* _Records for processing_
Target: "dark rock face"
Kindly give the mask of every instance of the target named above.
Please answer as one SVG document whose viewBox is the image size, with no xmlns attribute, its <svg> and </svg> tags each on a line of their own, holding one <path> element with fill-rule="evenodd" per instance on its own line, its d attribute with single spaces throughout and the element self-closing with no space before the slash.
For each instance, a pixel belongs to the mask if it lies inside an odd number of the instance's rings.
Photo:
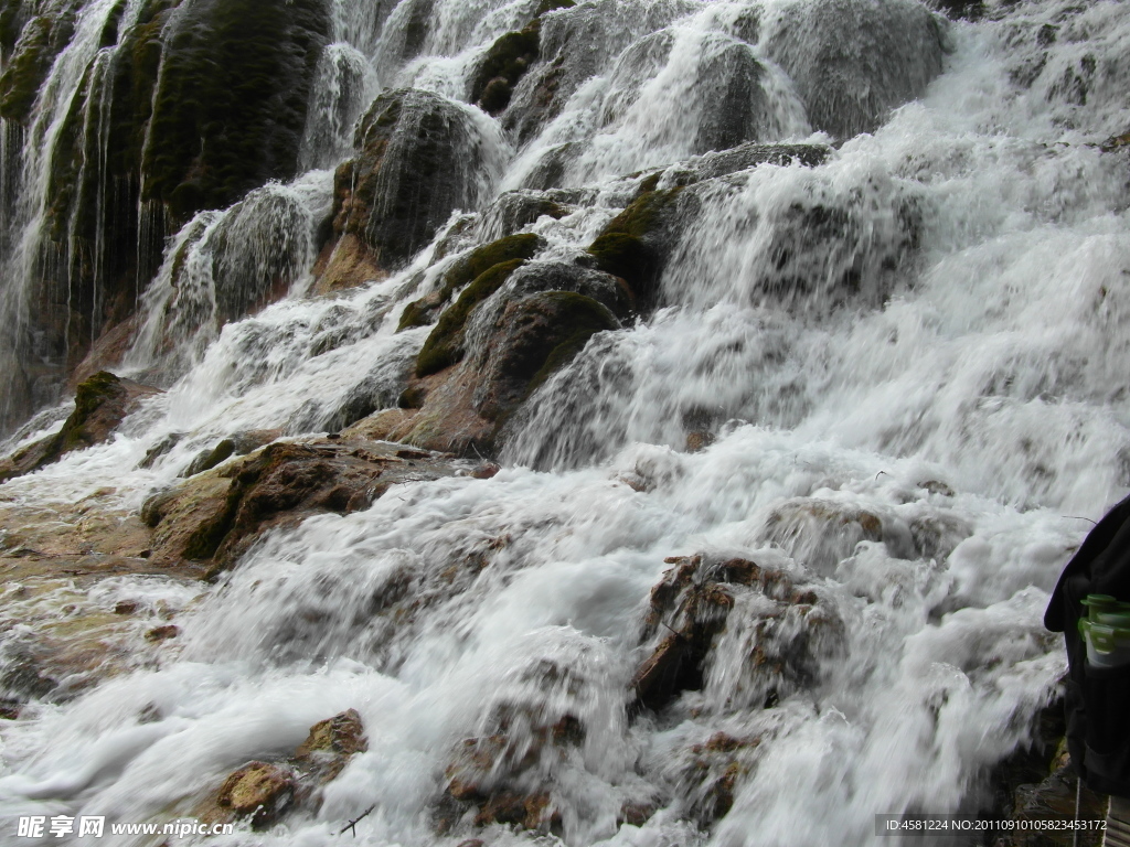
<svg viewBox="0 0 1130 847">
<path fill-rule="evenodd" d="M 294 174 L 330 10 L 323 0 L 190 0 L 174 20 L 142 199 L 184 221 Z"/>
<path fill-rule="evenodd" d="M 601 108 L 602 125 L 611 125 L 640 98 L 645 85 L 671 59 L 671 29 L 641 38 L 616 61 L 609 76 L 610 94 Z M 764 69 L 745 41 L 715 33 L 701 46 L 702 56 L 686 96 L 686 107 L 701 107 L 690 152 L 725 150 L 765 138 L 768 104 L 762 89 Z"/>
<path fill-rule="evenodd" d="M 522 237 L 522 236 L 515 236 Z M 417 360 L 401 405 L 419 411 L 390 437 L 489 453 L 513 412 L 589 339 L 618 329 L 632 295 L 614 277 L 520 260 L 478 277 L 449 307 Z"/>
<path fill-rule="evenodd" d="M 0 10 L 5 30 L 21 33 L 0 79 L 0 114 L 16 121 L 28 119 L 71 37 L 78 3 L 41 6 L 40 17 L 19 11 L 31 3 Z M 92 339 L 121 346 L 166 235 L 201 209 L 296 174 L 330 34 L 325 0 L 147 0 L 119 32 L 124 10 L 119 3 L 108 15 L 104 50 L 51 151 L 31 335 L 60 375 L 82 360 Z M 221 295 L 221 308 L 242 315 L 269 286 L 258 285 L 250 299 L 242 289 Z"/>
<path fill-rule="evenodd" d="M 658 638 L 658 643 L 632 680 L 637 707 L 661 709 L 683 691 L 703 688 L 715 639 L 728 627 L 739 626 L 730 618 L 742 590 L 753 590 L 775 606 L 756 621 L 740 622 L 751 626 L 756 636 L 746 696 L 773 705 L 816 681 L 819 661 L 834 652 L 835 631 L 843 626 L 816 592 L 796 585 L 783 570 L 746 559 L 712 562 L 692 556 L 667 562 L 673 567 L 652 588 L 644 619 L 643 641 Z"/>
<path fill-rule="evenodd" d="M 141 517 L 154 527 L 155 562 L 210 561 L 217 574 L 269 529 L 358 512 L 399 482 L 452 473 L 450 463 L 402 457 L 393 445 L 278 443 L 155 495 Z"/>
<path fill-rule="evenodd" d="M 537 18 L 524 29 L 502 35 L 487 50 L 471 79 L 472 103 L 497 115 L 510 105 L 514 85 L 538 60 L 541 21 Z"/>
<path fill-rule="evenodd" d="M 466 289 L 462 290 L 459 299 L 463 300 L 466 297 L 467 302 L 463 306 L 460 306 L 452 312 L 452 316 L 447 318 L 447 325 L 450 329 L 441 333 L 443 337 L 450 335 L 458 329 L 462 328 L 463 322 L 467 320 L 467 315 L 470 313 L 470 309 L 475 304 L 481 302 L 485 297 L 488 297 L 497 290 L 497 288 L 485 290 L 489 285 L 487 280 L 484 280 L 481 285 L 475 287 L 473 283 L 480 277 L 484 277 L 484 274 L 488 271 L 499 265 L 508 265 L 514 262 L 520 264 L 528 259 L 532 259 L 538 251 L 542 250 L 545 246 L 546 242 L 544 238 L 540 238 L 531 233 L 523 233 L 521 235 L 499 238 L 498 241 L 485 244 L 481 247 L 476 247 L 468 255 L 455 261 L 447 272 L 443 274 L 443 280 L 441 281 L 438 291 L 408 304 L 400 317 L 399 329 L 407 330 L 411 326 L 425 326 L 432 323 L 432 321 L 435 320 L 435 315 L 438 309 L 447 304 L 457 292 L 461 289 Z M 515 268 L 518 265 L 515 265 Z M 504 281 L 505 279 L 502 279 L 498 283 L 501 285 Z M 449 309 L 449 312 L 451 312 L 451 309 Z M 457 315 L 461 315 L 458 321 Z M 438 339 L 435 344 L 433 344 L 433 349 L 435 349 L 436 344 L 438 344 Z M 428 349 L 427 346 L 425 346 L 425 349 Z M 432 369 L 433 366 L 425 365 L 424 373 L 419 373 L 419 375 L 426 376 L 427 373 L 434 373 L 434 370 L 437 370 L 441 367 L 446 367 L 454 361 L 455 359 L 451 359 L 449 355 L 444 363 L 434 369 Z"/>
<path fill-rule="evenodd" d="M 405 264 L 480 193 L 485 146 L 466 107 L 428 91 L 382 94 L 357 128 L 360 155 L 337 173 L 333 230 L 379 268 Z"/>
<path fill-rule="evenodd" d="M 671 230 L 685 220 L 685 211 L 678 203 L 681 187 L 657 191 L 646 183 L 644 187 L 635 201 L 608 222 L 589 253 L 600 270 L 621 278 L 637 300 L 653 303 L 673 241 Z"/>
<path fill-rule="evenodd" d="M 556 3 L 551 6 L 557 6 Z M 581 85 L 605 70 L 635 38 L 667 26 L 697 7 L 599 0 L 541 18 L 540 60 L 513 88 L 502 120 L 520 141 L 536 136 Z"/>
<path fill-rule="evenodd" d="M 25 3 L 3 3 L 0 42 L 9 59 L 0 76 L 0 117 L 20 123 L 28 120 L 52 62 L 75 34 L 79 6 L 78 0 L 56 0 L 43 3 L 40 14 L 28 17 Z"/>
<path fill-rule="evenodd" d="M 310 727 L 286 760 L 253 761 L 233 771 L 197 815 L 208 823 L 249 821 L 252 829 L 263 830 L 296 809 L 316 811 L 323 787 L 367 749 L 360 715 L 348 709 Z"/>
<path fill-rule="evenodd" d="M 985 14 L 982 0 L 933 0 L 932 5 L 955 20 L 980 20 Z"/>
<path fill-rule="evenodd" d="M 873 132 L 941 72 L 939 19 L 913 0 L 792 0 L 766 29 L 812 128 L 838 138 Z"/>
<path fill-rule="evenodd" d="M 110 440 L 139 401 L 158 393 L 157 388 L 122 379 L 106 370 L 95 374 L 79 384 L 75 411 L 62 429 L 0 462 L 0 482 L 37 471 L 71 451 Z"/>
</svg>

* _Task to complete_
Convert every line of the entries above into a numbered list, skipping blank lines and leaving out the pictures.

* _Full response_
1. Target: "dark rock face"
2. Kindly give the mask of every instance of the target named above.
3. Please answer as one SVG document whose viewBox is the image size, with no xmlns attribute, its <svg> and </svg> tags each on a line of their own, holding one <path> element with fill-rule="evenodd" per instance on its own line, its d attribute with single spaces throughout and the element self-closing with no space before the slash.
4. For each instance, a pixel belongs to the mask if it lies inside an odd number of the instance's rings.
5. Photo:
6. <svg viewBox="0 0 1130 847">
7. <path fill-rule="evenodd" d="M 294 174 L 330 10 L 323 0 L 190 0 L 174 20 L 142 199 L 184 221 Z"/>
8. <path fill-rule="evenodd" d="M 601 108 L 602 125 L 611 125 L 640 98 L 645 85 L 671 59 L 671 29 L 641 38 L 616 61 L 609 76 L 610 94 Z M 764 69 L 745 41 L 715 33 L 701 46 L 702 56 L 686 96 L 686 107 L 701 107 L 690 152 L 725 150 L 765 138 L 768 104 L 762 89 Z"/>
9. <path fill-rule="evenodd" d="M 522 237 L 522 236 L 515 236 Z M 417 360 L 401 405 L 419 411 L 390 437 L 489 453 L 513 412 L 589 339 L 618 329 L 632 295 L 614 277 L 520 260 L 478 277 L 449 307 Z"/>
10. <path fill-rule="evenodd" d="M 0 10 L 5 30 L 21 33 L 0 79 L 0 114 L 16 121 L 28 119 L 71 37 L 78 3 L 41 6 L 40 17 L 19 11 L 31 3 Z M 92 339 L 121 346 L 166 235 L 201 209 L 296 174 L 330 34 L 325 0 L 147 0 L 119 32 L 124 10 L 119 3 L 108 15 L 104 50 L 51 151 L 31 335 L 60 375 L 82 360 Z M 221 295 L 221 308 L 242 315 L 269 286 L 258 285 L 250 299 L 242 289 Z"/>
11. <path fill-rule="evenodd" d="M 658 638 L 658 643 L 632 680 L 637 707 L 661 709 L 683 691 L 703 688 L 715 639 L 728 627 L 739 626 L 730 618 L 742 590 L 753 590 L 775 606 L 756 621 L 740 622 L 751 626 L 756 636 L 746 696 L 773 705 L 816 681 L 819 661 L 834 652 L 835 631 L 843 626 L 816 592 L 796 585 L 783 570 L 746 559 L 712 562 L 692 556 L 667 562 L 673 567 L 652 588 L 644 619 L 643 641 Z"/>
12. <path fill-rule="evenodd" d="M 141 517 L 154 527 L 155 562 L 210 561 L 217 574 L 269 529 L 358 512 L 399 482 L 452 473 L 450 463 L 402 457 L 393 445 L 278 443 L 155 495 Z"/>
13. <path fill-rule="evenodd" d="M 537 18 L 524 29 L 502 35 L 487 50 L 471 79 L 472 103 L 497 115 L 510 105 L 514 85 L 538 60 L 541 21 Z"/>
14. <path fill-rule="evenodd" d="M 466 289 L 462 290 L 459 299 L 463 300 L 466 297 L 467 302 L 463 306 L 460 306 L 452 312 L 452 316 L 447 318 L 447 325 L 450 329 L 441 333 L 443 337 L 450 335 L 458 329 L 462 328 L 463 322 L 467 320 L 467 315 L 470 313 L 470 309 L 475 304 L 481 302 L 485 297 L 488 297 L 497 290 L 497 288 L 485 290 L 489 285 L 487 280 L 484 280 L 481 285 L 475 287 L 473 283 L 480 277 L 484 277 L 484 274 L 488 271 L 499 265 L 508 265 L 514 262 L 520 264 L 528 259 L 532 259 L 538 251 L 542 250 L 545 246 L 546 242 L 544 238 L 540 238 L 531 233 L 523 233 L 521 235 L 499 238 L 498 241 L 485 244 L 481 247 L 476 247 L 468 255 L 455 261 L 447 272 L 443 274 L 443 280 L 441 281 L 438 291 L 408 304 L 400 317 L 399 329 L 407 330 L 411 326 L 425 326 L 432 323 L 432 321 L 435 320 L 435 315 L 438 309 L 447 304 L 457 292 L 461 289 Z M 515 268 L 518 265 L 515 265 Z M 504 281 L 505 279 L 502 279 L 498 283 L 501 285 Z M 449 309 L 449 312 L 451 312 L 451 309 Z M 457 315 L 461 315 L 458 321 Z M 438 339 L 435 344 L 433 344 L 433 349 L 435 349 L 436 344 L 438 344 Z M 428 349 L 427 346 L 425 346 L 425 349 Z M 432 369 L 433 366 L 425 365 L 424 373 L 419 373 L 419 375 L 426 376 L 427 373 L 434 373 L 434 370 L 437 370 L 441 367 L 446 367 L 454 361 L 455 359 L 451 359 L 449 355 L 444 363 L 434 369 Z"/>
15. <path fill-rule="evenodd" d="M 405 264 L 480 193 L 485 146 L 466 107 L 428 91 L 382 94 L 357 128 L 360 155 L 337 173 L 333 230 L 379 268 Z"/>
16. <path fill-rule="evenodd" d="M 671 230 L 685 220 L 685 211 L 678 203 L 681 187 L 657 191 L 646 183 L 644 187 L 635 201 L 608 222 L 589 253 L 600 270 L 621 278 L 637 300 L 653 303 L 673 241 Z"/>
17. <path fill-rule="evenodd" d="M 556 3 L 551 6 L 557 6 Z M 581 85 L 605 70 L 635 38 L 667 26 L 697 7 L 599 0 L 541 18 L 540 60 L 513 88 L 502 120 L 520 141 L 536 136 Z"/>
18. <path fill-rule="evenodd" d="M 25 3 L 3 3 L 0 42 L 9 59 L 0 76 L 0 117 L 20 123 L 28 120 L 52 62 L 75 34 L 79 6 L 78 0 L 56 0 L 43 3 L 40 14 L 28 17 Z"/>
19. <path fill-rule="evenodd" d="M 310 727 L 286 760 L 253 761 L 233 771 L 197 815 L 208 823 L 249 821 L 252 829 L 263 830 L 296 809 L 316 811 L 323 787 L 367 749 L 360 715 L 348 709 Z"/>
20. <path fill-rule="evenodd" d="M 985 14 L 982 0 L 933 0 L 932 5 L 955 20 L 980 20 Z"/>
21. <path fill-rule="evenodd" d="M 873 132 L 941 72 L 939 19 L 913 0 L 792 0 L 766 29 L 812 128 L 838 138 Z"/>
22. <path fill-rule="evenodd" d="M 110 440 L 139 401 L 158 393 L 157 388 L 122 379 L 106 370 L 95 374 L 79 384 L 75 411 L 62 429 L 0 462 L 0 482 L 37 471 L 71 451 Z"/>
23. </svg>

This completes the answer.